Please find each row below that contains the string "panel" and copy those rows out in full. The match is case-sensitive.

==== THE INPUT ====

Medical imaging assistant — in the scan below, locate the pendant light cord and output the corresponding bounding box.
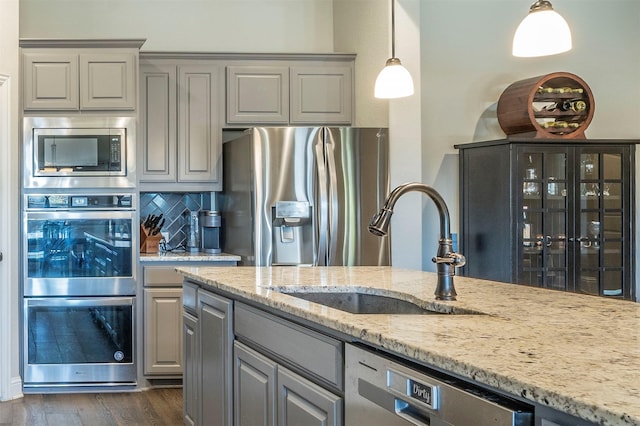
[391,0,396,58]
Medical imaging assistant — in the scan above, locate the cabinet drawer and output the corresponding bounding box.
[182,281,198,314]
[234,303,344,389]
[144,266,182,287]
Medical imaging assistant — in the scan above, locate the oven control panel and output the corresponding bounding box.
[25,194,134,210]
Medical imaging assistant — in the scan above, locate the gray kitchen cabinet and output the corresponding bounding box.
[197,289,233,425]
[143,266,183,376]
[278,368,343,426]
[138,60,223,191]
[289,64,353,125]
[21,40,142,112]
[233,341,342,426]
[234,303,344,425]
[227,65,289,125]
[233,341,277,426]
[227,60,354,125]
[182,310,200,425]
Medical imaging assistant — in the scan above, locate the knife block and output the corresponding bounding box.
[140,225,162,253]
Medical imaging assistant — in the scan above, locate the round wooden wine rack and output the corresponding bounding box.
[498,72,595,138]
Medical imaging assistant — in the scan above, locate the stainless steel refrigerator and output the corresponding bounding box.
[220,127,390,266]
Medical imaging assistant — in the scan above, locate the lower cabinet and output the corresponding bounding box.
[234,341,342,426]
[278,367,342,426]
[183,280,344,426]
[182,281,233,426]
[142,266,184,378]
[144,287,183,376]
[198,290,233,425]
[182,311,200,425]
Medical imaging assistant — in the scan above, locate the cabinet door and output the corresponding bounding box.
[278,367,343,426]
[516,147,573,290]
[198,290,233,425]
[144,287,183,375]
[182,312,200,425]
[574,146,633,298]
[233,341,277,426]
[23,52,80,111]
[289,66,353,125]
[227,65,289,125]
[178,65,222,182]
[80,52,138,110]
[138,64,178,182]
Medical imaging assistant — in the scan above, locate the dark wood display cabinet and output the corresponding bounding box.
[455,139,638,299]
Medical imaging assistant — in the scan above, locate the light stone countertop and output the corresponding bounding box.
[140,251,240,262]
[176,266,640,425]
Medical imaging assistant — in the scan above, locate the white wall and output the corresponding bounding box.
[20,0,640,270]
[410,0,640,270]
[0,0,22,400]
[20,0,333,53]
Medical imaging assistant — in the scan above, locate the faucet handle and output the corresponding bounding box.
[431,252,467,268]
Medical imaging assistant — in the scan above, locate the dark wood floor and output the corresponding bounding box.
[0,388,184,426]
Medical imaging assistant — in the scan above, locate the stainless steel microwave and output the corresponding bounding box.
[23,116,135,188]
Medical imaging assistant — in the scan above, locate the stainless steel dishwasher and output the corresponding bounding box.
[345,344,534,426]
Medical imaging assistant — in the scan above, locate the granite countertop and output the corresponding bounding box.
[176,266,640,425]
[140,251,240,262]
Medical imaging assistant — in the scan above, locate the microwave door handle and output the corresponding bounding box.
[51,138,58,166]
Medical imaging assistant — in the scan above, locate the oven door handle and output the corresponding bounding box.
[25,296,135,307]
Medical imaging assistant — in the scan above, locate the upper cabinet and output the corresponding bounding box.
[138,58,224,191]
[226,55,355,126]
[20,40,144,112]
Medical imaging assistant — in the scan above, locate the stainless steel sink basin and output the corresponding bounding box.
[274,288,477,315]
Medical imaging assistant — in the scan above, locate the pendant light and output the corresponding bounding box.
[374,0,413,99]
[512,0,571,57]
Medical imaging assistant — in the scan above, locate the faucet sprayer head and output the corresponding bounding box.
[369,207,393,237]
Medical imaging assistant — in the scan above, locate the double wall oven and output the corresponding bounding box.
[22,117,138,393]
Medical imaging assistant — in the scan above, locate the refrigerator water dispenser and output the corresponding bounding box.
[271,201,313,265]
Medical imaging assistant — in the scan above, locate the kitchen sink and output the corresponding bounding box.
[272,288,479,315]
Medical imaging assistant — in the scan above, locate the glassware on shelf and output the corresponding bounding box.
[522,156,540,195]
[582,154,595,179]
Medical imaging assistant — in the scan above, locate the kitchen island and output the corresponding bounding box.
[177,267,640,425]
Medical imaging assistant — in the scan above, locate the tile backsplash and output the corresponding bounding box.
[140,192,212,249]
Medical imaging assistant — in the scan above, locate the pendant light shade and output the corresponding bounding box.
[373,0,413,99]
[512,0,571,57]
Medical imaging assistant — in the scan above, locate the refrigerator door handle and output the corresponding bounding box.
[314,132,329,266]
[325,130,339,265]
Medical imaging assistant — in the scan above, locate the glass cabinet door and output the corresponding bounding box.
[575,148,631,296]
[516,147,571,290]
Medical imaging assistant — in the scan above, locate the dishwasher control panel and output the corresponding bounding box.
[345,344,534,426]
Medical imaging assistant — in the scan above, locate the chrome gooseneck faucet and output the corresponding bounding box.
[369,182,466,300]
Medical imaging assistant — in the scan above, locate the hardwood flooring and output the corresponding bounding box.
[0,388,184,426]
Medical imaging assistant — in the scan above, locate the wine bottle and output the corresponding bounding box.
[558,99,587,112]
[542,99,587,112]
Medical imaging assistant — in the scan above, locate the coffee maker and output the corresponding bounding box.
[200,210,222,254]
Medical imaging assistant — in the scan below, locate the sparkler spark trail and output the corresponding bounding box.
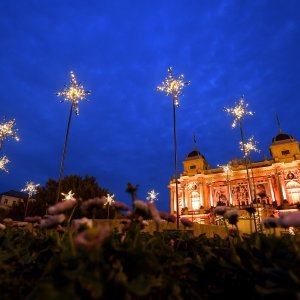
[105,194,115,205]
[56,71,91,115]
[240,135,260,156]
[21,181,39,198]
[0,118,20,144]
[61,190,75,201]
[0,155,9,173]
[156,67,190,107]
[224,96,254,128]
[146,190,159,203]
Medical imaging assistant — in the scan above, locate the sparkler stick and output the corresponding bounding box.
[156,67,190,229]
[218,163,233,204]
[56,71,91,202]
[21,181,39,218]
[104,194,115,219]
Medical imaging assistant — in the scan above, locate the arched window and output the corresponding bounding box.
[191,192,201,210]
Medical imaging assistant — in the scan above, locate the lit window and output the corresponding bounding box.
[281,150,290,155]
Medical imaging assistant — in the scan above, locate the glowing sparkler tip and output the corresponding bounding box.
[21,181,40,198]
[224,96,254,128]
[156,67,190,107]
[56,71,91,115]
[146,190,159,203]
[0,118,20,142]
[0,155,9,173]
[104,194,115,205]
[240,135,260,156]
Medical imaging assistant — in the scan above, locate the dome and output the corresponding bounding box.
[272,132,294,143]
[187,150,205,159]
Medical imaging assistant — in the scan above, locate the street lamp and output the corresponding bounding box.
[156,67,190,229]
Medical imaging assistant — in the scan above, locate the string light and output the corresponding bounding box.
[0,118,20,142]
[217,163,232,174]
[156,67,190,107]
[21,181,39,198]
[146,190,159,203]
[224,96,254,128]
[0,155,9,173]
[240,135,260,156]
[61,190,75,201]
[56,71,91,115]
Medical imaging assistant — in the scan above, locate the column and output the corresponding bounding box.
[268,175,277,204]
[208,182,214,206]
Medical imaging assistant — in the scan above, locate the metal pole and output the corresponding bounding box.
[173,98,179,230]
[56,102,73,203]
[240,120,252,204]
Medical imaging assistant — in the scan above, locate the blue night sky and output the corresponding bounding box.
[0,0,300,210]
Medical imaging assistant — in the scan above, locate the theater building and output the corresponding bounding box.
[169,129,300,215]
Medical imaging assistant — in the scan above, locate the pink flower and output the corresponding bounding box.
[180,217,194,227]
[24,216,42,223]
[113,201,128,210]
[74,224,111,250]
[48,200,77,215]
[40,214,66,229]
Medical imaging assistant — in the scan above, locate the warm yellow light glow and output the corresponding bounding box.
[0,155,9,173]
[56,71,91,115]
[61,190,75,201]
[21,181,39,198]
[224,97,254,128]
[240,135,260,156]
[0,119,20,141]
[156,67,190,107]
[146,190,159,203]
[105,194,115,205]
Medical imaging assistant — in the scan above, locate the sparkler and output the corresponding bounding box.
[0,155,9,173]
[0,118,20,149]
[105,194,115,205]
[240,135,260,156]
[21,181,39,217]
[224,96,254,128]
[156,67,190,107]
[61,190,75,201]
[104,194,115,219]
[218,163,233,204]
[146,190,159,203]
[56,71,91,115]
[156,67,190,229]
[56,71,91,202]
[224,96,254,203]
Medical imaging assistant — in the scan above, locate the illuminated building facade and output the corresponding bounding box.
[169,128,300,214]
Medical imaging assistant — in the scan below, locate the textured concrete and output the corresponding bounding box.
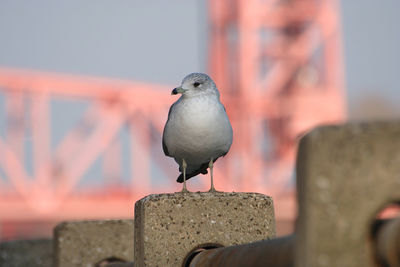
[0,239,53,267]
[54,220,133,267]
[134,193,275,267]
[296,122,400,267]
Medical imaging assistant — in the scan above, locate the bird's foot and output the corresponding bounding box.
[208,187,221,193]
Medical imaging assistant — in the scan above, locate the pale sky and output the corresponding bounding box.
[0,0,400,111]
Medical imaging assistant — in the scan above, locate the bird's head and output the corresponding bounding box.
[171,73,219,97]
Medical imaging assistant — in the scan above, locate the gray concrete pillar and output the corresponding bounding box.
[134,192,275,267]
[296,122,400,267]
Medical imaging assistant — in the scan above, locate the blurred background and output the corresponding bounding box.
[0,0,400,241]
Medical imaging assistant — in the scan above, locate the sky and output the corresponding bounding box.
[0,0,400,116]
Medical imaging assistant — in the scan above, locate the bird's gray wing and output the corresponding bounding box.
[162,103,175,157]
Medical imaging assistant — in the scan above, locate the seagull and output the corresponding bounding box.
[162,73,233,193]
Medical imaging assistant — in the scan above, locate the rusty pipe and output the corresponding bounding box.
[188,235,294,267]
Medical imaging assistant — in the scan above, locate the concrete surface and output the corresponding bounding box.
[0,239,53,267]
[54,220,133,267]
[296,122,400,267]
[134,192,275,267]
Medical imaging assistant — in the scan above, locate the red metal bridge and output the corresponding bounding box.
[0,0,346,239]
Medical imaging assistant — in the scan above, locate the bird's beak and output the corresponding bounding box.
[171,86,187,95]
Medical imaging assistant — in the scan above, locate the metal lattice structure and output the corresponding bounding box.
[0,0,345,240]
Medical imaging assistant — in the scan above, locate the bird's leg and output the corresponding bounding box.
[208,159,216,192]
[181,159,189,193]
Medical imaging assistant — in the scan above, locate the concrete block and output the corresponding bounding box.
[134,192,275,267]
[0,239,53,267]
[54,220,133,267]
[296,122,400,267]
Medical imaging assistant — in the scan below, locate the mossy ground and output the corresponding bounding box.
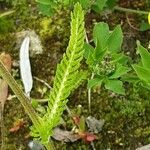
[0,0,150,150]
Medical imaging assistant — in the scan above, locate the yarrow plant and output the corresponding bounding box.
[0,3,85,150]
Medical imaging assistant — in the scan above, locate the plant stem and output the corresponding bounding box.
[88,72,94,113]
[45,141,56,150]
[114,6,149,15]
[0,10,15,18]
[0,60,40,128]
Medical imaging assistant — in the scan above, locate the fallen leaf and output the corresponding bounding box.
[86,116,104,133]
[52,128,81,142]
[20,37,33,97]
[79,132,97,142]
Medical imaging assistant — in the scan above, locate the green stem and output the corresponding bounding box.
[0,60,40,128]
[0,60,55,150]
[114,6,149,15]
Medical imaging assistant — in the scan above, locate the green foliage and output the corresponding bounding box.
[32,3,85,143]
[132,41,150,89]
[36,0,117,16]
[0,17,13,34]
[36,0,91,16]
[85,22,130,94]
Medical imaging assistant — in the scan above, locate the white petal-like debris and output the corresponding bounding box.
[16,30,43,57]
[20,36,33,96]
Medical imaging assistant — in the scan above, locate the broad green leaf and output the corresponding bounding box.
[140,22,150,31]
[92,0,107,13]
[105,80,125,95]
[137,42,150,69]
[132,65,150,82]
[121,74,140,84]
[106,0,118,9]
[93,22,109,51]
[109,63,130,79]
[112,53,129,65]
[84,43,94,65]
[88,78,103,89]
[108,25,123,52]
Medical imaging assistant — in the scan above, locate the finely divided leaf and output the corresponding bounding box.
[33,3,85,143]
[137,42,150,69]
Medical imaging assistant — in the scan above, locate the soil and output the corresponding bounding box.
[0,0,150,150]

====

▶ **REPLY**:
Medical imaging assistant — in the scan above, locate the oven control panel and output the corresponding bounding box.
Medical imaging assistant — in the scan above, locate the dishwasher control panel and output the corresponding bounding box.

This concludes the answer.